Exercise goal: List every line of the data below that contains the word "door", reproducing each such line in full.

Point labeling examples:
_ _ _

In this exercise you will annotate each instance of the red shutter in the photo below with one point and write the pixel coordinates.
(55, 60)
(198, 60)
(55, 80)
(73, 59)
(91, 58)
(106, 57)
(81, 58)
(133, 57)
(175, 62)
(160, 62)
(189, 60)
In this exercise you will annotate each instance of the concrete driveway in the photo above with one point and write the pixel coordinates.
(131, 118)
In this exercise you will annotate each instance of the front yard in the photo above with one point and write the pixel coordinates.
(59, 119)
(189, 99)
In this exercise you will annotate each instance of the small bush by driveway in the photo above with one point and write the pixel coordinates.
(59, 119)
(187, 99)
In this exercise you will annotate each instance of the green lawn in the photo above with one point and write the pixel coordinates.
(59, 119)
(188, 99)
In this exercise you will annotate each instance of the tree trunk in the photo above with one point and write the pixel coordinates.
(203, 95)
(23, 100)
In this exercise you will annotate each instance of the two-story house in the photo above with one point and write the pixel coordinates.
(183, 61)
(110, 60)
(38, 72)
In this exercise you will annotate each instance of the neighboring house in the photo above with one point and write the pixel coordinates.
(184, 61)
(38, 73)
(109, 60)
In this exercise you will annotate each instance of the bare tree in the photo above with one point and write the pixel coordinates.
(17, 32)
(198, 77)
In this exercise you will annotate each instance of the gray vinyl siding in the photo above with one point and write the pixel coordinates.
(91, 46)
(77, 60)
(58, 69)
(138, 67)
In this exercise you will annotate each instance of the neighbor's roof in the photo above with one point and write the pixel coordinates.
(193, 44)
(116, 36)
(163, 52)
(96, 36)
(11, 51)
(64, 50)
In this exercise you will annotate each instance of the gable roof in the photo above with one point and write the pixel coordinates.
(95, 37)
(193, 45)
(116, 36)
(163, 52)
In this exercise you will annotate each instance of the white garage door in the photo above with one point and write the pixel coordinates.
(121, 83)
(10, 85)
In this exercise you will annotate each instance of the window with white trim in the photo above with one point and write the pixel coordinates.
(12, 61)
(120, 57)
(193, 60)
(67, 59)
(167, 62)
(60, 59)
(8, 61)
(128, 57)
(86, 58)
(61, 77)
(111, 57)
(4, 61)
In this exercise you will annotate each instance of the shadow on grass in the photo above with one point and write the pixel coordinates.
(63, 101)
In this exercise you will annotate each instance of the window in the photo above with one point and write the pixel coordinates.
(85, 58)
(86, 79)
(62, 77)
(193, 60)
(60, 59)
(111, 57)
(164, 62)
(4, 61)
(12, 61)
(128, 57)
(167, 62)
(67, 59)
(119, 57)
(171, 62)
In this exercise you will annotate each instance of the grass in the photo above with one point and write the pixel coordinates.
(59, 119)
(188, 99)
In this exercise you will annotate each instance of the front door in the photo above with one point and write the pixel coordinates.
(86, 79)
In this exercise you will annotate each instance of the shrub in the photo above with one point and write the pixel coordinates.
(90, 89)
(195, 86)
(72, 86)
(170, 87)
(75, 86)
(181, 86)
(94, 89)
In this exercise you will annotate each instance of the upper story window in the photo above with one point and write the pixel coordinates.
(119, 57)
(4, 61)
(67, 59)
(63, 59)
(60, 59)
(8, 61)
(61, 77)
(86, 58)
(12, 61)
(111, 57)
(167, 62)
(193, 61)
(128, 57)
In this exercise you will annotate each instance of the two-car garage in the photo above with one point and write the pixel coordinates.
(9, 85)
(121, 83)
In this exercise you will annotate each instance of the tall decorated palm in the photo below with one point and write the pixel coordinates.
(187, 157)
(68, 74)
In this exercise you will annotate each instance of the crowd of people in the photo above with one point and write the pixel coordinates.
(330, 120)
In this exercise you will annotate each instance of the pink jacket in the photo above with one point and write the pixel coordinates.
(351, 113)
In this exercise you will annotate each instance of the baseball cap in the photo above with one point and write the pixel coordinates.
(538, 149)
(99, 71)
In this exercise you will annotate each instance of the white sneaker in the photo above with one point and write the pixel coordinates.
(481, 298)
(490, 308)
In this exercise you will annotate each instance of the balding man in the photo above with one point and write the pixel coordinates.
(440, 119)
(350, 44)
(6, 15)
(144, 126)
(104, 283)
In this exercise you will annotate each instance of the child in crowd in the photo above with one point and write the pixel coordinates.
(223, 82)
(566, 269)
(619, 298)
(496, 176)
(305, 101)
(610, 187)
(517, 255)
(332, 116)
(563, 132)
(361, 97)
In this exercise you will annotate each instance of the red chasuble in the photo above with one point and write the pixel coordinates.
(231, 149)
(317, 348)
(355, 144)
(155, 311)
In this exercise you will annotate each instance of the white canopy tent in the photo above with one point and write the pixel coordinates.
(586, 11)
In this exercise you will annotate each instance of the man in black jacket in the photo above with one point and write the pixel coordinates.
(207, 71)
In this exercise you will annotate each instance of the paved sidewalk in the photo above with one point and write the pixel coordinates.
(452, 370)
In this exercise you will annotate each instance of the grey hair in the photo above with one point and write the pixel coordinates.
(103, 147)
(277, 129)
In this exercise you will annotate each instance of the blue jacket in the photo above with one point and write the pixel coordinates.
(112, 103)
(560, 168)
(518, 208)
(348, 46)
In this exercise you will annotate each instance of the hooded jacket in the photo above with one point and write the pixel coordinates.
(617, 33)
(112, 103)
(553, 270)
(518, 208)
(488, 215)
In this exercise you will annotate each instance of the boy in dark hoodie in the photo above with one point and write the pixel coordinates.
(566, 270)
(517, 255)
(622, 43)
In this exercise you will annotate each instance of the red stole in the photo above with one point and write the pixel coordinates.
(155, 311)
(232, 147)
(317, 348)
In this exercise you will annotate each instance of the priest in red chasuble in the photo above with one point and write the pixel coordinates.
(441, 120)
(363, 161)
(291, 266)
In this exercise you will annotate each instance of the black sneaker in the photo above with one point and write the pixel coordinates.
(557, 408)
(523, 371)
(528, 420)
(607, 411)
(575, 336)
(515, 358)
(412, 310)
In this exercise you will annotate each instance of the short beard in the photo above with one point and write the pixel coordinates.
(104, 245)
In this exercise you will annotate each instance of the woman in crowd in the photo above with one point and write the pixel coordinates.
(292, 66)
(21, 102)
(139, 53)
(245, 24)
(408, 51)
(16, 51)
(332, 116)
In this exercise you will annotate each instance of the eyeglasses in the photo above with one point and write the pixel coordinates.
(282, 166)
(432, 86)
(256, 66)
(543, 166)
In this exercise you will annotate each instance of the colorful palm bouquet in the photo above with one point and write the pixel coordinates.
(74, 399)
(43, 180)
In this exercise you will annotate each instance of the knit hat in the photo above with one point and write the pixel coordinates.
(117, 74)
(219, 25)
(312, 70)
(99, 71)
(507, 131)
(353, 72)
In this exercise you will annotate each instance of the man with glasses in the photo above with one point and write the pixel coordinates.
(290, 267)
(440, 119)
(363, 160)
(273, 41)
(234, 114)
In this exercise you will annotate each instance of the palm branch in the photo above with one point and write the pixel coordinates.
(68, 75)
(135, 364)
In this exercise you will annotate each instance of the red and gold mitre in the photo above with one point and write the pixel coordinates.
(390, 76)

_ _ _

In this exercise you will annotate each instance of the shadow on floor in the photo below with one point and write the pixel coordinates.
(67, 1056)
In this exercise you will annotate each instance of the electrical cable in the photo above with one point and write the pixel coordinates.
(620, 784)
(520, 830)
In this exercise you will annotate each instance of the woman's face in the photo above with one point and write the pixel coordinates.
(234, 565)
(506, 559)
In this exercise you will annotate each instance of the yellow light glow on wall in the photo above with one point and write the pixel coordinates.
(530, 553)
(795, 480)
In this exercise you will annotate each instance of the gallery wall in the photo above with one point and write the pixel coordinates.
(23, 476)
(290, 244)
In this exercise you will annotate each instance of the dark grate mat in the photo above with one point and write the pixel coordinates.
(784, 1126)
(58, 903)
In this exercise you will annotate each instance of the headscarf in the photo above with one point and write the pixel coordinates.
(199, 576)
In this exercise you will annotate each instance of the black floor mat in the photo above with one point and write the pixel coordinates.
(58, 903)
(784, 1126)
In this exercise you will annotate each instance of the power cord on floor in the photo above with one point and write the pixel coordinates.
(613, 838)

_ _ _

Solution to this task:
In this exercise you will annotate each instance of the white garage door in the photo above with one point and write the pixel coordinates.
In this exercise you will annotate each instance of the front door in the photo above with one point and write the pixel coordinates.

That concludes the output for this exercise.